**DOCUMENT EXTRACT**:
%%

Horrifying Moment: The Bathtub Scene
Narcotics Detective Alonzo Harris can no longer trust his new partner, Jake Hoyt, who refuses to break the law and be a crooked cop. Hoyt seriously disapproves of Harris’s execution of a known drug lord. So, Harris decides to get rid of him by using a few shady Mexican friends. At their house Harris excuses himself, and ditches Hoyt to his fate. Part of the drug lord’s stolen drug money goes to the Mexicans, who then overpower and drag Hoyt to the bathtub, preparing to execute him with a shotgun blast to the face.
He begs for his life, but they shout more abuse at him, until one of them robs him and discovers one of the Mexicans’ cousin’s wallet in Hoyt’s pocket. He demands to know where Hoyt got it, and Hoyt explains that he saved the girl’s life earlier from two homeless crackheads. The Mexican, named Smiley, is enraged at this obvious lie and calls his cousin to find out. She repeats the same story and the Mexicans decide to let Hoyt go for helping Smiley’s cousin. This is a very powerful scene showing the seedy underside of life in L. A. and how close and easily a policeman can come to death in the line of duty.
Horrifying Moment: Dr. Lecter Escapes
Hannibal Lecter is an icon of cinematic history, Hopkins’s finest hour (or 16 minutes), and one of the scariest bad guys in film. He is a monster, a pure psychopath who does not care that murder is wrong. He only kills those who offend him in some way, but he breaks this rule when he escapes from his now merely maximum security cell in Memphis, Tenn. He lures the guards in with his calm demeanor, while he picks his cuffs (all to Bach’s Goldberg Variations), then cuffs one, bites, bashes and maces the other, and clubs the first to death with his own nightstick.
Now covered in blood, he escapes into the divine music for a while, then cuts off the face of the other guard, puts it over his own, changes clothes, and gets wheeled right out as the guard in disguise. Once he’s out, he kills the paramedics and a tourist for some money, and disappears into society. The truly horrifying moment comes when the police bust into the cell room and find one guard crucified at the top of the cell with his belly sliced open and his liver on his head.

%%

**APPLY WHAT YOU READ**:
[a] In the excerpt on horrifying movie moments, what music plays while Lecter picks his cuffs?
[b] Please continue the excerpt on horrifying movie moments from the point where it stops.
You won't need the lines that come after this.

**INPUT DATA**:
%%

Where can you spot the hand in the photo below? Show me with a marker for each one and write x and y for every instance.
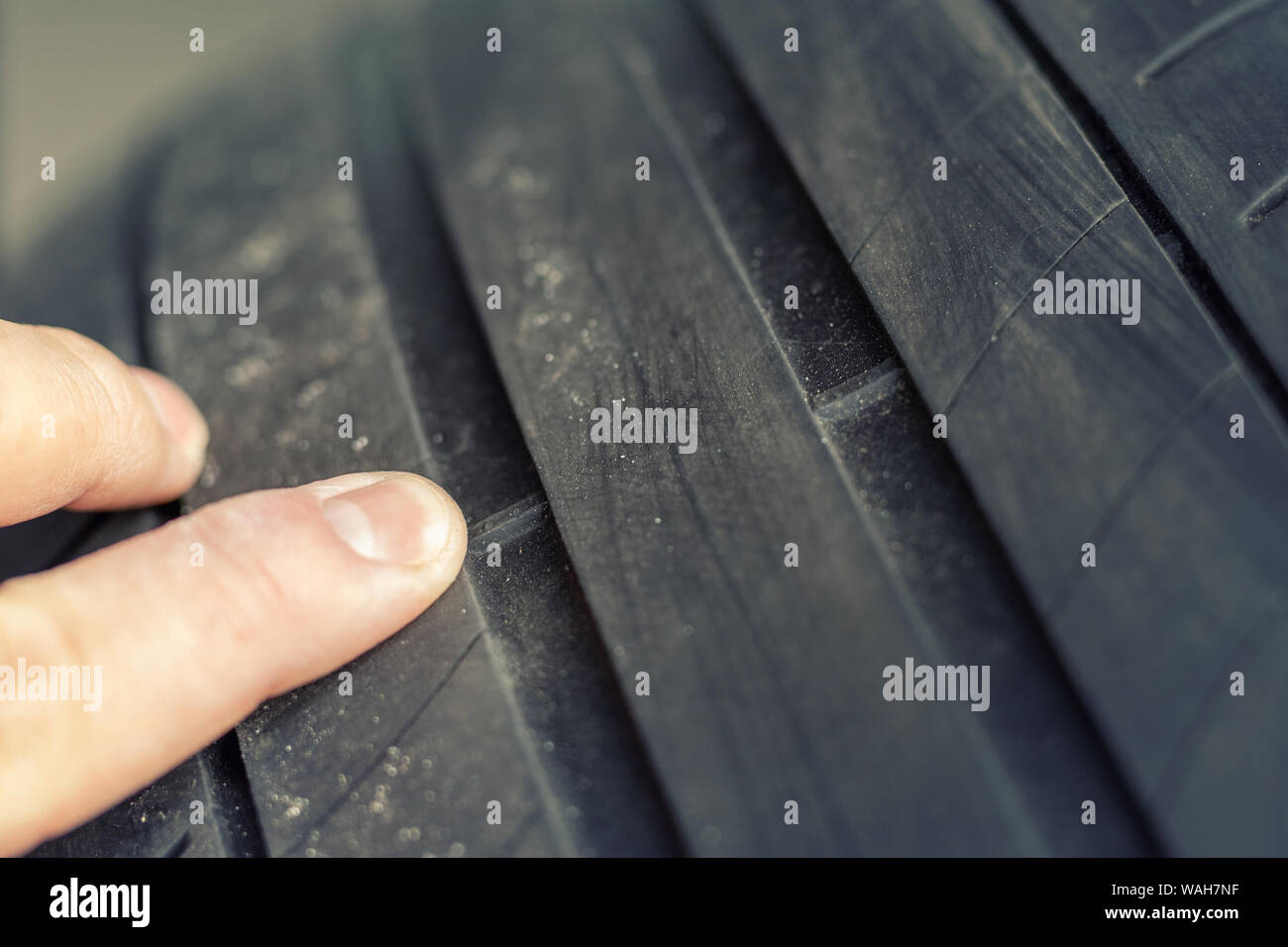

%%

**RESULTS OF THE EXERCISE**:
[a] Bach's Goldberg Variations.

[b]
Horrifying Moment: Squeal Like a Pig
WARNING: the above scene contains some nudity. This movie will forever be remembered for two scenes. First, the inbred boy who is a master of the banjo duels with one of the city boys. The other scene is later, after the city boys have canoed down the river. Two mountainmen ambush two of them, Ned Beatty and Jon Voight, and force Voight at gunpoint to watch as one of them, Bill McKinney in real life, tells Ned Beatty he looks “just like a hawg,” then rapes him while forcing him to “squeal like a pig.” It is absolutely horrifying. The sound of his voice squealing like a pig, and then Beatty moaning as the sodomy begins. The other mountainman is played by Herbert Coward, who then tries to force Voight into performing fellatio, saying, “He got a real purty mouth, ain’t he?”
Burt Reynolds shows up and shoots McKinney through the back with a bow and arrow. Coward’s character escapes for the time being. When John Boorman told Coward he would be raping someone in the film, he said, “I’ve done worse.”
This scene has been parodied, remade, ripped off and talked about ever since 1972 when it hit theaters. You’ll be hard pressed to find a more disgusting, repugnant, realistic or appalling moment of pure terror in the history of film.